• [TASK DETAILS]: Go over the lines below, and when one contains the word "door", copy it.

Point localization data:
══════════════════════════════

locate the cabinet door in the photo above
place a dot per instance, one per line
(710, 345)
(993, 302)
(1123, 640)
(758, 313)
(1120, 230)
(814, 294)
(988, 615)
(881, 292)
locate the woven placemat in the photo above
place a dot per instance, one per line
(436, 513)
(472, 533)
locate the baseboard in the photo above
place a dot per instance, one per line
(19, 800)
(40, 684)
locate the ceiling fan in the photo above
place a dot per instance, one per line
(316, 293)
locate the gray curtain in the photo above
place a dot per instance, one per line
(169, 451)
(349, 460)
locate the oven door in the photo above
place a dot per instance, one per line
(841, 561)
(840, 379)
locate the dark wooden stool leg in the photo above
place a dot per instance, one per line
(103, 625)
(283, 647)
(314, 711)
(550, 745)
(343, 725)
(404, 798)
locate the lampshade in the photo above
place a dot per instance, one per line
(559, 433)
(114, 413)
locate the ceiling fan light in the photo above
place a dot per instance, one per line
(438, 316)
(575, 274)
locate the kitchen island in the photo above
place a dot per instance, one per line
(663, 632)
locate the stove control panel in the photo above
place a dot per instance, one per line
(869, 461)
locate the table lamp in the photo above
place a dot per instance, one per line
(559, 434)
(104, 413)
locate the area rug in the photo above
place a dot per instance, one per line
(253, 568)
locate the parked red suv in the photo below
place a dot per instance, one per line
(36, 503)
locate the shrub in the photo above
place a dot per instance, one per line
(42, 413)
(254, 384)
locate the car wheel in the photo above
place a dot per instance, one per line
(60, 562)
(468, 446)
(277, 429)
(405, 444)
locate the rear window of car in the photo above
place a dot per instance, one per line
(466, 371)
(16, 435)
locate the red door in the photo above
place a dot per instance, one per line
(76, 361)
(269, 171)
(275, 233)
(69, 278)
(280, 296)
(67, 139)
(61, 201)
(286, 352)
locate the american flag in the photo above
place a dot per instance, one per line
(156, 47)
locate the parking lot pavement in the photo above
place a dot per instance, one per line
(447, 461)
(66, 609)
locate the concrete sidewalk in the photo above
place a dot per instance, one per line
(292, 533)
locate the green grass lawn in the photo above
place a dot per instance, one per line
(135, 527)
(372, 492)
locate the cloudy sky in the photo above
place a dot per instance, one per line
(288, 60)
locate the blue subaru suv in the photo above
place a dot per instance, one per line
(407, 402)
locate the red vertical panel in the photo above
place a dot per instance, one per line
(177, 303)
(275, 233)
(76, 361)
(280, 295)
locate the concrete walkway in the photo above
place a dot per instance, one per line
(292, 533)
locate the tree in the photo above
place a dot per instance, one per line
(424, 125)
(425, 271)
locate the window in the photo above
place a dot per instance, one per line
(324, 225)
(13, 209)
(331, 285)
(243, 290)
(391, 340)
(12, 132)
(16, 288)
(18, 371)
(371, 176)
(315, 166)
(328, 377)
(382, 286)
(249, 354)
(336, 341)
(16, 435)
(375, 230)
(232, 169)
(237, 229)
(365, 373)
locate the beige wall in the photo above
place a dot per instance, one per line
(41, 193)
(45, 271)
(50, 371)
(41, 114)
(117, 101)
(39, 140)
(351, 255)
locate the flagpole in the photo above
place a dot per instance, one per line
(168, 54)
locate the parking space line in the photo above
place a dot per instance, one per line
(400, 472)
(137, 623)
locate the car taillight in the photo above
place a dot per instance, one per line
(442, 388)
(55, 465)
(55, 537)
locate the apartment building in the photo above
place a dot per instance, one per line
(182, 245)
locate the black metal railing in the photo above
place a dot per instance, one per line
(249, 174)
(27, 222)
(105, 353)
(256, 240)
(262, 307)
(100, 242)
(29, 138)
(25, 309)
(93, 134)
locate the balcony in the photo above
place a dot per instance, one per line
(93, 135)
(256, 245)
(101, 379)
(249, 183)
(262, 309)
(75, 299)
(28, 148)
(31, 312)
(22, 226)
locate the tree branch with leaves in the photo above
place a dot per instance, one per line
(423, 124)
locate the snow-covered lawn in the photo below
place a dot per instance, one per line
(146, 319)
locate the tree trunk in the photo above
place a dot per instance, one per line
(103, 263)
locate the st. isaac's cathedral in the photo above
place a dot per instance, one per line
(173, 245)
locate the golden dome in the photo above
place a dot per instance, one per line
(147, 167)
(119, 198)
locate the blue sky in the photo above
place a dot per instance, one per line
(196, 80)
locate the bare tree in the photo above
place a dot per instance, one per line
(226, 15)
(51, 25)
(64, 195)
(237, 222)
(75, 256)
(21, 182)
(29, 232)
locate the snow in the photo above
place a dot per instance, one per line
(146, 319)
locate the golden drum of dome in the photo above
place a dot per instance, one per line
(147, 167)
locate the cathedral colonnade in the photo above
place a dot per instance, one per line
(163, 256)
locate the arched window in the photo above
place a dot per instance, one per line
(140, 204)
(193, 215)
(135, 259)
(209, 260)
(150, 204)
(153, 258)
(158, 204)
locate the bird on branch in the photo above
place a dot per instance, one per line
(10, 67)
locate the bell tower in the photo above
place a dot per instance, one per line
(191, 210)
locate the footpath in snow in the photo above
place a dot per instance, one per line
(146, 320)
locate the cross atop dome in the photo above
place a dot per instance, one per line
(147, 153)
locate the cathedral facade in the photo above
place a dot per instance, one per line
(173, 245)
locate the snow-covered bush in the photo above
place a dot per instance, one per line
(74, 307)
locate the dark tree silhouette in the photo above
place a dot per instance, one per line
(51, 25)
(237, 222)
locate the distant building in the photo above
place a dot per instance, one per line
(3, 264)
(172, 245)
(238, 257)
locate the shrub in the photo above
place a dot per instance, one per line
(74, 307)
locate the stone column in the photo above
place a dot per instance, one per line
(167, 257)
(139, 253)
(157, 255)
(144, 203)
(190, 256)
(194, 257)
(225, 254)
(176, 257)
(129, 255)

══════════════════════════════

• [REPLY]:
locate the cabinet door in the photo above
locate the oven door in the photo above
locate the red door in the photo above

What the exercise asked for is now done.